Data to use:
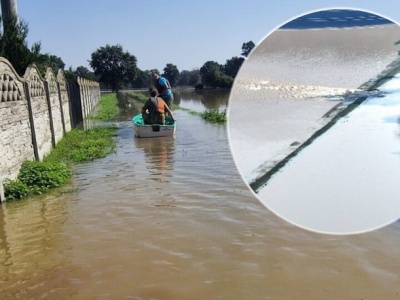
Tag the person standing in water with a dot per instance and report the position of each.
(154, 110)
(164, 88)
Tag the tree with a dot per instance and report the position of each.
(171, 72)
(232, 66)
(210, 73)
(115, 67)
(142, 80)
(9, 12)
(13, 45)
(247, 47)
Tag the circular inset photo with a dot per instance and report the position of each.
(314, 121)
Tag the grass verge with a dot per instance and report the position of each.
(77, 146)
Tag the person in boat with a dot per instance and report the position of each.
(154, 110)
(164, 88)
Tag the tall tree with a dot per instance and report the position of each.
(114, 66)
(211, 73)
(247, 47)
(9, 12)
(233, 65)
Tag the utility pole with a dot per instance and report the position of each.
(9, 11)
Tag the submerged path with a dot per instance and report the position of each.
(346, 180)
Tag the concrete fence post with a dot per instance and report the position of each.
(2, 197)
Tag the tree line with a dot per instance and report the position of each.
(113, 67)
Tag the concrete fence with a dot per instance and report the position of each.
(36, 112)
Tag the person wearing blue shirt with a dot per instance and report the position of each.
(164, 88)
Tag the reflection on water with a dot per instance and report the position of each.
(199, 100)
(159, 155)
(172, 219)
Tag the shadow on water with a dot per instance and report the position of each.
(159, 153)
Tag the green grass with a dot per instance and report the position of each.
(76, 146)
(35, 178)
(79, 146)
(214, 116)
(108, 107)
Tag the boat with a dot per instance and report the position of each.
(146, 131)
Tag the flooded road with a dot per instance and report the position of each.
(173, 219)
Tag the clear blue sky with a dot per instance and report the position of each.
(186, 33)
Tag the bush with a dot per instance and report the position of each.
(214, 116)
(35, 178)
(15, 189)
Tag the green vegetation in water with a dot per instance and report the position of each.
(214, 116)
(108, 107)
(35, 178)
(79, 146)
(76, 146)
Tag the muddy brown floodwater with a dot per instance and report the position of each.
(172, 219)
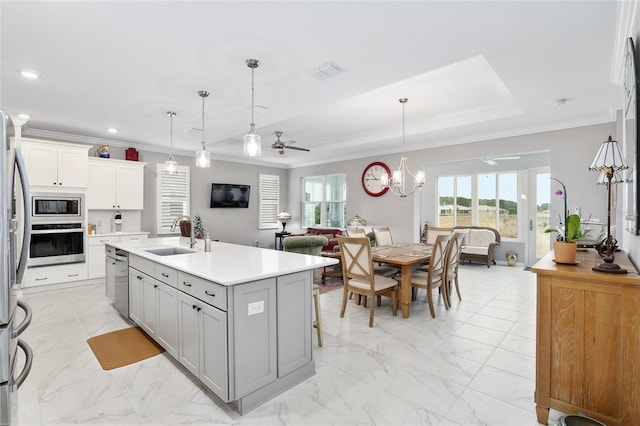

Written request: Write out all the records again, substituting "Mark" for "Tag" everywhere it appears and changing nothing else. Leave the pictures out.

Solved problem:
Mark the person standing in water with a dot per instance and report the position of each.
(154, 110)
(164, 88)
Mark the tree with a dot per instance and report the position of each.
(171, 72)
(232, 66)
(210, 73)
(115, 67)
(142, 80)
(9, 12)
(13, 45)
(247, 47)
Mark the circular inset photo with a dot per instance and report the position of each.
(314, 121)
Mark the grass verge with a dot per instance and report the position of each.
(77, 146)
Mark the person in boat with a dot per instance and report the position of each.
(154, 110)
(164, 88)
Mark the tall tree with a dot per instance and report the position of each.
(114, 66)
(211, 73)
(247, 47)
(9, 12)
(233, 65)
Mark the utility pole with a dot per instance and report the position of each.
(9, 11)
Mark the submerged path with a dot per instance and report the position of each.
(346, 180)
Mark the concrete fence post with a dot per instance and report the position of each.
(2, 197)
Mark the tree line with a dot per instance and report the position of each.
(113, 67)
Mark the concrete fence with a dot per instance and report the position of each.
(36, 112)
Mark the person wearing blue shirt with a dot per instance and report the position of each.
(164, 88)
Mark the reflection on water with a dot per instance and report the position of each.
(199, 100)
(159, 155)
(172, 219)
Mark the shadow on water with a dot per instance and report the position of each.
(159, 153)
Mark the green grass with a dot per instance and report the position of each.
(76, 146)
(35, 178)
(79, 146)
(214, 116)
(108, 107)
Mark the boat with a dot per instance and report the position of each.
(146, 131)
Mark the flooded road with a dot per instance and report the position of each.
(173, 219)
Mark the clear blue sky with a dot per instance and report the position of each.
(186, 33)
Mark the bush with a dot per instance and report the position of each.
(214, 116)
(35, 178)
(15, 189)
Mark the green vegetation in water with a dot per instance and report the position of each.
(214, 116)
(108, 107)
(35, 178)
(79, 146)
(76, 146)
Mark the muddy brown floodwater with a dot per instance and report the position of each.
(172, 219)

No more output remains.